◆ **What to do**:
[a] Copy out the passage of the Shanghai dating park text from "by Paul J. Farrelly" to "not registered properly." word for word.
[b] Write what comes next in the text on LGBTQI life in China, picking up after its last sentence.

◆ **Text under study**:
Rainbow Connections

by Paul J. Farrelly

Taiwan Pride 2017
Photo: Puriticat, Flickr

ON 20 MAY 2017, a group of parents went to the People’s Park 人民广场, Shanghai’s ‘dating park’, to advertise their single sons and daughters to the parents of prospective partners. Unlike most other parents there, however, their children identified as LGBTQI. Their presence upset some other parents, and police ultimately ordered them to leave the park on the grounds that, in distributing printed material with commercial logos, they had not registered properly.

In 1997, homosexuality, which had been illegal since 1979 as a form of ‘hooliganism’, was made legal in mainland China and in 2001 it was removed from the Chinese Classification of Medical Disorders 3rd Edition. Yet the position of LGBTQI citizens remains fraught, with prejudice common both in society and workplaces, and same-sex marriage impossible. To avoid social and familial pressure, some gay men enter into sham ‘going-through-the-motion’ marriages with willing female partners 形式婚姻. If a gay man’s wife is unaware of his sexual orientation, she may be known as a tongqi 同妻, or ‘comrade’s wife’. The word from communist discourse for ‘comrade’, tongzhi 同志 (‘same will’) shares its first character tong with the word for homosexuality 同性恋 (‘same-sex love’) and for some time now has been used as slang to refer to members of the LGBTQI community.

◆ **Raw data**:
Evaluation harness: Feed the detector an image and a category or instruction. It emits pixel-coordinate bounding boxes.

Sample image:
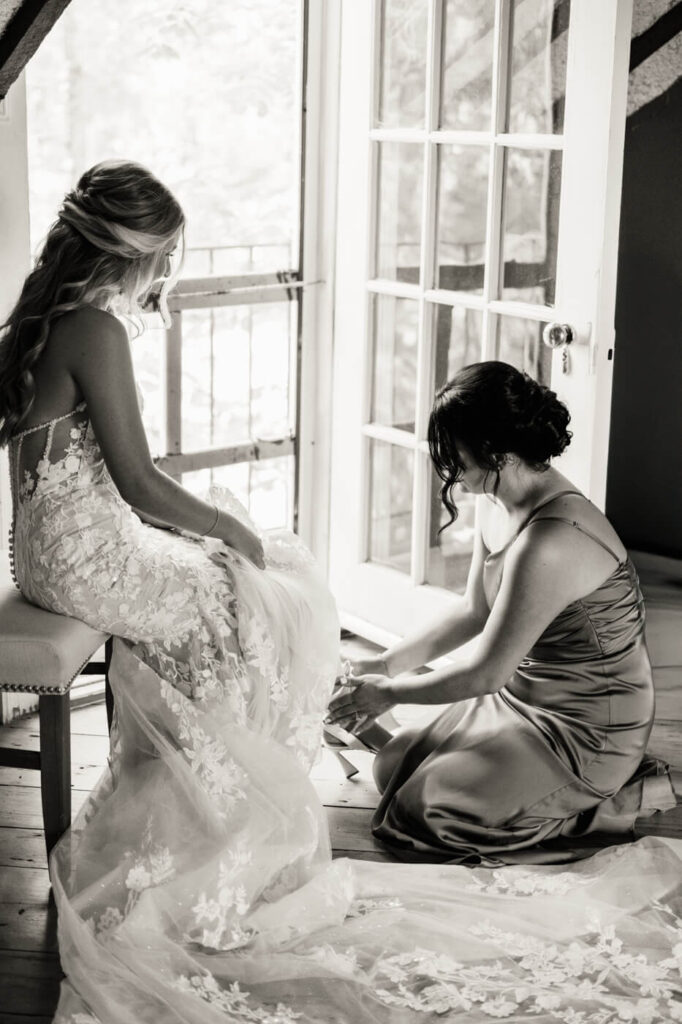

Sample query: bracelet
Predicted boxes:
[201,505,220,537]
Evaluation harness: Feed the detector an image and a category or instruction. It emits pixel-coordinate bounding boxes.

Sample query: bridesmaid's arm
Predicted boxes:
[390,523,580,703]
[330,523,585,722]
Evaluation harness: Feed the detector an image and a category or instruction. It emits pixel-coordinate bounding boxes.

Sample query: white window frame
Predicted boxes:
[330,0,632,643]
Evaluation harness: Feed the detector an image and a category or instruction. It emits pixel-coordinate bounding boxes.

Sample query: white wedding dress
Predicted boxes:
[10,406,682,1024]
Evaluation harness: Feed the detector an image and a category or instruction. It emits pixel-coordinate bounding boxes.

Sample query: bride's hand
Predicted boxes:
[216,513,265,569]
[327,675,396,725]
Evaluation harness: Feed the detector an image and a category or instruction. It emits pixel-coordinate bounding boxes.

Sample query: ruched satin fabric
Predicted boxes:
[373,552,675,866]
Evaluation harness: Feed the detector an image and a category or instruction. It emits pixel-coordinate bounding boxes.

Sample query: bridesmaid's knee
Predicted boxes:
[372,728,420,793]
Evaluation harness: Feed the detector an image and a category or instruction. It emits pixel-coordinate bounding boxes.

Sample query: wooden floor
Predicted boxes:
[0,585,682,1024]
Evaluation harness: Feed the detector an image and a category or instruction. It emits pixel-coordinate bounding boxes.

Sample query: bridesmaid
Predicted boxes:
[330,361,675,865]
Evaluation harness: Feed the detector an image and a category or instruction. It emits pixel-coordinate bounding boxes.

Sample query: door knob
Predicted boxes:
[543,321,576,348]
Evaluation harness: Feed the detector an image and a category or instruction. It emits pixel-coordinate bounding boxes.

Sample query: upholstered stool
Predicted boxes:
[0,552,111,855]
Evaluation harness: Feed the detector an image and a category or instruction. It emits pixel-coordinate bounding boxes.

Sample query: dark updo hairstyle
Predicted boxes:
[428,361,571,529]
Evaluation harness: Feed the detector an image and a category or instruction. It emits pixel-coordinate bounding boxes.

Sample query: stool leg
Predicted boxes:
[104,637,114,732]
[38,692,71,857]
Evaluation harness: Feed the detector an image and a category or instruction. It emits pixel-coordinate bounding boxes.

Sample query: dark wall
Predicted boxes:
[606,74,682,558]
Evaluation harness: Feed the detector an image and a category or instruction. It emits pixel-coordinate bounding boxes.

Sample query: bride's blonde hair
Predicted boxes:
[0,160,184,447]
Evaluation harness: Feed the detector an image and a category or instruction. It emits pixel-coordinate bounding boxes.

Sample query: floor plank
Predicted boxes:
[0,785,88,828]
[0,825,47,867]
[0,950,62,1020]
[0,900,57,956]
[0,716,109,765]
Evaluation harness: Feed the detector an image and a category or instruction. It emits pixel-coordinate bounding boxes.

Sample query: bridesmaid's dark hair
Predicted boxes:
[428,360,571,529]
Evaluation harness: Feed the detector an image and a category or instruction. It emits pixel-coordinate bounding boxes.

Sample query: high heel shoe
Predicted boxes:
[323,723,377,779]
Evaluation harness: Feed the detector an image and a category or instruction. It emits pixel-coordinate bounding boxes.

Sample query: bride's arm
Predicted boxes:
[353,529,488,677]
[63,308,262,564]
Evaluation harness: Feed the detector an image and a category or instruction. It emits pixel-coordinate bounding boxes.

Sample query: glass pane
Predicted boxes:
[497,316,552,385]
[507,0,570,134]
[435,145,489,294]
[182,456,294,529]
[372,295,419,431]
[182,245,293,278]
[379,0,428,128]
[377,142,424,284]
[502,148,561,306]
[426,473,476,594]
[433,305,483,390]
[369,439,415,572]
[440,0,495,131]
[27,0,301,275]
[182,302,292,452]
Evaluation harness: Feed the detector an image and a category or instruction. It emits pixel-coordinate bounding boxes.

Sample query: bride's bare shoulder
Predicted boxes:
[49,306,129,372]
[50,306,128,344]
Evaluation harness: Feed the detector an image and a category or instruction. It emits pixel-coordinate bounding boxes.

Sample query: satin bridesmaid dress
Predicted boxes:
[372,490,675,866]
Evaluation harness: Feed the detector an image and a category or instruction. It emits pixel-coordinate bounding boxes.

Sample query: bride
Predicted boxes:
[0,161,682,1024]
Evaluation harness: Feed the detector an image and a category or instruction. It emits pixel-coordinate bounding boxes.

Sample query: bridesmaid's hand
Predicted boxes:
[327,675,396,725]
[350,654,388,676]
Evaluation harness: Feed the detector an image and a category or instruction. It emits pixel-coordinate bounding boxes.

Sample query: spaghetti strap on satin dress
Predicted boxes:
[372,490,675,866]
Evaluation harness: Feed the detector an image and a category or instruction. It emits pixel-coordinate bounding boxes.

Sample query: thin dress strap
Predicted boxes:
[509,487,587,544]
[9,401,86,441]
[526,516,627,565]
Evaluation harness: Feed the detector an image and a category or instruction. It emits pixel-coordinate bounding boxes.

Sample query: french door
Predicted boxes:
[330,0,632,641]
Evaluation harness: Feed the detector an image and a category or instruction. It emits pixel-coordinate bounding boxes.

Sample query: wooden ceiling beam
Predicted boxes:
[0,0,70,99]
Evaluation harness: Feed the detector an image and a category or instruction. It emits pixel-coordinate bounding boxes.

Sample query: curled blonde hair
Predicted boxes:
[0,160,184,447]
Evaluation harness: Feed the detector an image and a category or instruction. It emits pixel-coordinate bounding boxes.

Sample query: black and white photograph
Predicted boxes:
[0,0,682,1024]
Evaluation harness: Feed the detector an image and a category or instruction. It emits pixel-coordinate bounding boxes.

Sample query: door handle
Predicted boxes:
[543,321,576,348]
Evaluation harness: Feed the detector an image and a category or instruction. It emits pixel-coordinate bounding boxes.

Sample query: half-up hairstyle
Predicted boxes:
[428,360,571,529]
[0,160,184,447]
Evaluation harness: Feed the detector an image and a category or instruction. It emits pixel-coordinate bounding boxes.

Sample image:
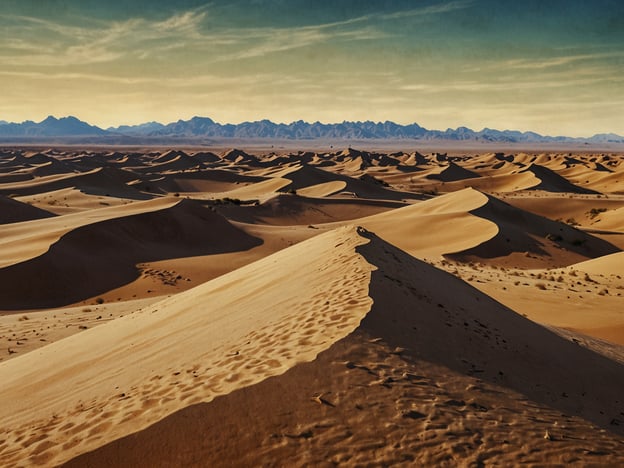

◆ **Responses by item number**:
[a]
by Paul J. Farrelly

Taiwan Pride 2017
Photo: Puriticat, Flickr

ON 20 MAY 2017, a group of parents went to the People’s Park 人民广场, Shanghai’s ‘dating park’, to advertise their single sons and daughters to the parents of prospective partners. Unlike most other parents there, however, their children identified as LGBTQI. Their presence upset some other parents, and police ultimately ordered them to leave the park on the grounds that, in distributing printed material with commercial logos, they had not registered properly.

[b]
Less than a week after the Shanghai dating park incident, on 24 May, the Constitutional Court of Taiwan ruled that laws limiting marriage to heterosexual couples were invalid in Taiwan. The Taiwan parliament now has two years to rewrite the marriage laws so as to include same-sex relationships. The ruling is the result of decades of social reform during which the gay rights movement gradually built up wide support and political influence.

The ruling prompted prominent mainland sexologist Li Yinhe 李银河 to suggest that because Taiwan was ‘a society of Chinese people’, it could serve as a model for China. By speaking of Taiwan as best understood within the context of ‘Chineseness’, she undervalued both the island’s particular historical conditions and the democratic dynamic by which social change can influence policy development — very different from the way things work on the mainland.

Homosexuality has long been decriminalised in Hong Kong, and while same-sex marriage remains impossible, there have been recent evolutions in the interpretation of the law. In September, it was ruled that the same-sex partner of a British dependent could live there. Likewise, in November, the High Court ruled in favour of a Hong Kong civil servant, who married in New Zealand, to be allowed spousal medical benefits.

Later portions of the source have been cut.